EXERCISE PROMPT: Lay out the lines from the one containing "like point(101, 288)?" through the one containing "point(558, 307)" as a JSON list of strings, one string per line, and leave out any blank lines.

EXCERPTED DATA:

────

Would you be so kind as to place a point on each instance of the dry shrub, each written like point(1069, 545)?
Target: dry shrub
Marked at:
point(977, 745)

────

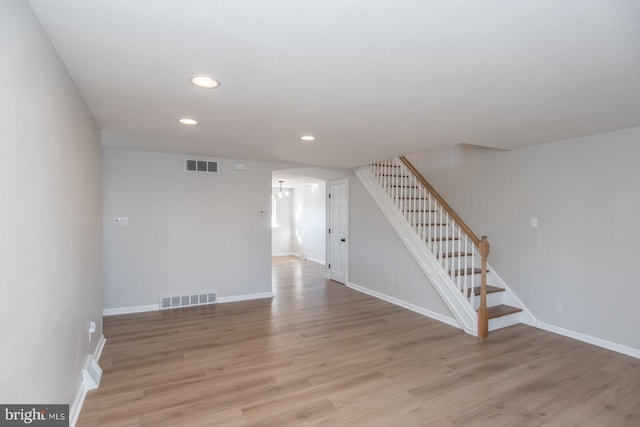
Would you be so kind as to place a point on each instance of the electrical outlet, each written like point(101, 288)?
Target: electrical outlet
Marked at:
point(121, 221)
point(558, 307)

────

THE RESPONSE:
[
  "Would you be so kind as to place a point on each instance of the electrical outlet, each written like point(101, 288)?",
  "Target: electrical outlet",
  "Marked at:",
  "point(121, 221)",
  "point(558, 307)"
]